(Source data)
-=-=-
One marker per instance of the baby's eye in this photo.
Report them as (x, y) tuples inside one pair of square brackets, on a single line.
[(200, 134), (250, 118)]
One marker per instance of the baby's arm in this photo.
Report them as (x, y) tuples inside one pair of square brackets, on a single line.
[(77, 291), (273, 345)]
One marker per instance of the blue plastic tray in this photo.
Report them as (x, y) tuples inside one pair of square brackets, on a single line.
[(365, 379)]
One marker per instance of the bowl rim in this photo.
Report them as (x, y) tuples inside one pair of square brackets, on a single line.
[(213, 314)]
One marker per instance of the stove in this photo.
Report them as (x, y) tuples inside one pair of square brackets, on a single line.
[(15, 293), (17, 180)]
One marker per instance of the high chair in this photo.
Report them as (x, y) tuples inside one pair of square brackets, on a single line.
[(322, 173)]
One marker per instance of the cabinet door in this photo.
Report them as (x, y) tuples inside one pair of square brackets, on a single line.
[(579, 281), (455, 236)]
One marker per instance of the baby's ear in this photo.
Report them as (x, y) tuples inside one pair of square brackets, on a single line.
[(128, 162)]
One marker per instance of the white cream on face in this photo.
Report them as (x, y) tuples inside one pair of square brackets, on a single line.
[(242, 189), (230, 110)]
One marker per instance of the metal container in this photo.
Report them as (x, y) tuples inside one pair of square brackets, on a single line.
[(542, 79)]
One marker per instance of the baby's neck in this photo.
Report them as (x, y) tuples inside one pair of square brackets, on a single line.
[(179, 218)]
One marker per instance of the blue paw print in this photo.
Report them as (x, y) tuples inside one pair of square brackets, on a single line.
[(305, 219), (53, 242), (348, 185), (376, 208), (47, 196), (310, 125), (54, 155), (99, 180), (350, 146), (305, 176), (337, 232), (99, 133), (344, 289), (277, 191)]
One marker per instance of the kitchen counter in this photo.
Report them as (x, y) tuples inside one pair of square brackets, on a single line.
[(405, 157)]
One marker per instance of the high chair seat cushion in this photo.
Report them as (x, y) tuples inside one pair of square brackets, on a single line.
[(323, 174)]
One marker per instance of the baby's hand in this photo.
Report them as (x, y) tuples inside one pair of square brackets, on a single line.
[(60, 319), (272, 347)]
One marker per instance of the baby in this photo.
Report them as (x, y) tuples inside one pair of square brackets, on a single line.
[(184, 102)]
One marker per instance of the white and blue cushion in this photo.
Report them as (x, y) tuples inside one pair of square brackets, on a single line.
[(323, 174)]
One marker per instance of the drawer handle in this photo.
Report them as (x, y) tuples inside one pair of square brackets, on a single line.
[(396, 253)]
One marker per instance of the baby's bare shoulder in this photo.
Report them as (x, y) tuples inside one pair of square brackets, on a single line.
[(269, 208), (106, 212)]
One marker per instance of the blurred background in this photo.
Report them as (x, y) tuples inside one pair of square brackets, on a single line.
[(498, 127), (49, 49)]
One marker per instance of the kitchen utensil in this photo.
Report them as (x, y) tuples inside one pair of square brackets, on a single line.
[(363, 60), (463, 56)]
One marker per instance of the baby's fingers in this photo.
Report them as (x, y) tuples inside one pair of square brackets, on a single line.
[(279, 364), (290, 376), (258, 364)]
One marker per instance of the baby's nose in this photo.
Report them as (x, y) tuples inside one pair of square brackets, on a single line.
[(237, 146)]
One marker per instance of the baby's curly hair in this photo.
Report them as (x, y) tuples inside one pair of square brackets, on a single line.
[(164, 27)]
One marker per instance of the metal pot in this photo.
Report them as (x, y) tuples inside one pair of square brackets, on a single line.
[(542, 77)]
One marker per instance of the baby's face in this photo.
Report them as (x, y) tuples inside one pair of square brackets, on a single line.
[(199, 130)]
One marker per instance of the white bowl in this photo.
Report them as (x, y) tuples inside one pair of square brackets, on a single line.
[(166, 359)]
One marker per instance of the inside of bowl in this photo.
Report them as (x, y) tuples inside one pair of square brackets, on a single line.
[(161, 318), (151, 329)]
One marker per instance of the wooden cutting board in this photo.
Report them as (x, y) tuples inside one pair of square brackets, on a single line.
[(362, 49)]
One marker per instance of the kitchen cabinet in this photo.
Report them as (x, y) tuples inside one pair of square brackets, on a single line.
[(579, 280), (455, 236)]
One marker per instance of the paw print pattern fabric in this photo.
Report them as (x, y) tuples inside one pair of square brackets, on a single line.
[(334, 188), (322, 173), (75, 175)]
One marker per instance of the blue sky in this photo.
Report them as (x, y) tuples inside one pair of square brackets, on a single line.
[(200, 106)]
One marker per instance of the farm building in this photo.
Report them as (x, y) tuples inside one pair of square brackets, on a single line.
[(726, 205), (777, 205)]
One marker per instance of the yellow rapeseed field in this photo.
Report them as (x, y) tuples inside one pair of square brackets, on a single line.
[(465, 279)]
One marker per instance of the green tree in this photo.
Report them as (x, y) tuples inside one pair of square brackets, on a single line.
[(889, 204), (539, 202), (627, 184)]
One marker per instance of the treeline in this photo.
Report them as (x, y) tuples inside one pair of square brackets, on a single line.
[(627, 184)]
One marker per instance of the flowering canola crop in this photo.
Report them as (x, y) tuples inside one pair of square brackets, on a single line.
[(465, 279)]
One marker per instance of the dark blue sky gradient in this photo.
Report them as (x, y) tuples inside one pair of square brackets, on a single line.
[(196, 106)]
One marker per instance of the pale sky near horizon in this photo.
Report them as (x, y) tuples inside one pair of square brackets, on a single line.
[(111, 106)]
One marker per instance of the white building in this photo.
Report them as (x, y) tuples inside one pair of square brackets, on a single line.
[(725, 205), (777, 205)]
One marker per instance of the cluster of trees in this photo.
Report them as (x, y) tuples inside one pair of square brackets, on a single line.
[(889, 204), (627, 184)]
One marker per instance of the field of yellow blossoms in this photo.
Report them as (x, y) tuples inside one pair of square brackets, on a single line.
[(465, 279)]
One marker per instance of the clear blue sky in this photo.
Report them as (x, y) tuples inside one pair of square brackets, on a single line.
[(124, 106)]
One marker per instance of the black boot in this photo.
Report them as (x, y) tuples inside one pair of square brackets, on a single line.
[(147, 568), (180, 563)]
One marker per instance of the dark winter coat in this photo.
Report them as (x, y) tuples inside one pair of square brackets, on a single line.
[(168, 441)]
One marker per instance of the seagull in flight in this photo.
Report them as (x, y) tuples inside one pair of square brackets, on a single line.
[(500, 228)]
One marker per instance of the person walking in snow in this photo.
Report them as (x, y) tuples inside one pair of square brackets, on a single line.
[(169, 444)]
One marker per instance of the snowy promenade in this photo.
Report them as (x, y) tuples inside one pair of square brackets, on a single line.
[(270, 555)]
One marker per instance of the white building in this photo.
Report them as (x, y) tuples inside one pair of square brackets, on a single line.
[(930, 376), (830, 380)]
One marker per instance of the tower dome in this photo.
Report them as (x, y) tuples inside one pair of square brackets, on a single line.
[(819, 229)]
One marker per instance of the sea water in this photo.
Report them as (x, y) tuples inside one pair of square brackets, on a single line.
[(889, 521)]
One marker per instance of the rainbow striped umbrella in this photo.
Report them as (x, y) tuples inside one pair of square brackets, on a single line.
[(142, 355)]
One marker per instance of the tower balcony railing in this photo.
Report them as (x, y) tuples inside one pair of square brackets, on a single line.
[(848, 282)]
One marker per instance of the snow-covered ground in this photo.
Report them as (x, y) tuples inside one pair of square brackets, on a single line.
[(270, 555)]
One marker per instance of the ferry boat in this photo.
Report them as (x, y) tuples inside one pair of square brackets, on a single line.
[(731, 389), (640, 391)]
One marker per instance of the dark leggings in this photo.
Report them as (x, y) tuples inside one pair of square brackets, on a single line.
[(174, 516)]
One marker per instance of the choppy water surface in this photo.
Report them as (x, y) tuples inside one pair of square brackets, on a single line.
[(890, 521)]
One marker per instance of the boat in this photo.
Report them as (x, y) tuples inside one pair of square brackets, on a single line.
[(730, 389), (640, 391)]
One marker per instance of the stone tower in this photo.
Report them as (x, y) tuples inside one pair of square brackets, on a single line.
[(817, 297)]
-=-=-
• _Problem to work on_: Only the lines above starting at the line that holds "One marker per instance of the snow-covered" and ending at the line that holds "One marker per instance of the boat" are to be repeated, exactly and in full.

• _Reply_:
One marker per instance of the snow-covered ground in this photo.
Report them as (x, y) tuples inside one pair of square brackets, on a single line.
[(270, 555)]
One marker per instance of the ferry boat in this photo.
Report them as (x, y) tuples inside one pair of square brackets, on a single line.
[(731, 389), (640, 391)]
One marker per instance of the dark leggings in this photo.
Report them as (x, y) tuples inside one pair of square brackets, on a single line.
[(174, 516)]
One marker per instance of the choppy water surface in this photo.
Report them as (x, y) tuples inside one pair of square brackets, on a single line.
[(890, 521)]
One marker per instance of the boat in this photo.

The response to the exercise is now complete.